Stated goal = Extend the mailing-list message on XSP and aspects below, picking up right after its final sentence.

Text block =
## begin

Re: XSP and Aspects (was Re: [RT] Rationalizing XSP (was: XSP and aspects))

> What I'm hearing is that aspects are something that someone invented
> because of the weakness of Java's dynamism. In Perl inserting a proxy
> object to catch method calls and such is pretty trivial, so we don't name
> it, that's just "programming perl" :-)
>
> Having said that, I don't think you've really identified a problem with
> XSP, so I'm not sure what this would gain us. It seems like somebody's
> pontification turned into an RT, without any real purpose.

I don't think anyone was suggesting an explicit aspect construct.  Rather we
were just observing that well chosen markup can help capture aspects, these
being items/features that would otherwise crosscut our system.  Seeing as
we're all engaging in this anyway, I don't see the problem in adopting
"aspect" as our terminology, and using this terminology to shape our guiding
principles.

----- Original Message -----
From: "Matt Sergeant" <ma...@sergeant.org>
To: "Ricardo Rocha" <ri...@apache.org>
Cc: "XSPDev" <xs...@xml.apache.org>
Sent: Monday, March 05, 2001 9:58 AM
Subject: XSP and Aspects (was Re: [RT] Rationalizing XSP (was: XSP and
aspects))


> Note: I'm keeping these replies off cocoon-dev. I see no reason to CC
> there - you're not CC'ing axkit-devel too.
>
> I'm going to try and reply to each one of these separately.
>
> On Fri, 2 Mar 2001, Ricardo Rocha wrote:
>
> > 1) Capturing aspects in XSP
> >
> > In Allan's words, capturing aspects in XSP boils down to choosing markup
> > to represent and encapsulate what would otherwise be a crosscutting
> > feature.
> >
> > To begin, XSP is generally seen as a (source) code-generation markup
> > language.

## end

Supplied information =
## begin

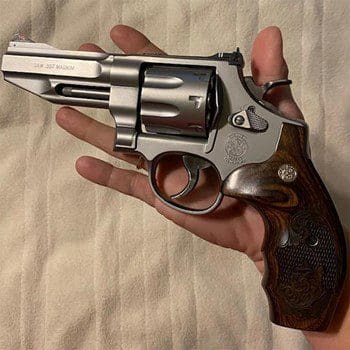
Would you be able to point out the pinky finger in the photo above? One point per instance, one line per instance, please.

## end

Output of the exercise =
> >
> >   NB: Implementation-wise, though, it could be an _object composition_
> >       language instead, with no need to resort to code generation
> >       except, perhaps, for supercompilation-like optimizations. (I'd
> >       like to elaborate on this later, on a separate post: a
> >       composition-oriented approach to dynamic XML generation based on
> >       Avalon patterns.)
> >
> > AspectJ (our reference for AOP) acts as a Java preprocessor thus also
> > "incurring" in code generation.
> >
> > Aspects observe and react to object events such as method invocations or
> >  exception handling. AspectJ achieves this by inserting aspect-support
> > code at appropriate spots (join points) so that the crosscutting feature
> > is accounted for in a transparent and uniform fashion across different
> > classes.
> >
> >   OT: With the introduction of dynamic proxies in Java 1.3,
> > preprocessing
> >       is no longer the only obvious option: it's now possible to trap
> >       method invocations and exception throwing using dynamic proxies.
> >
> > XSP code generation can be easily used for the same purpose although, as
> > Stefano points out, XML syntax is very unfriendly with code (the
> > "language impedance" issue commented below)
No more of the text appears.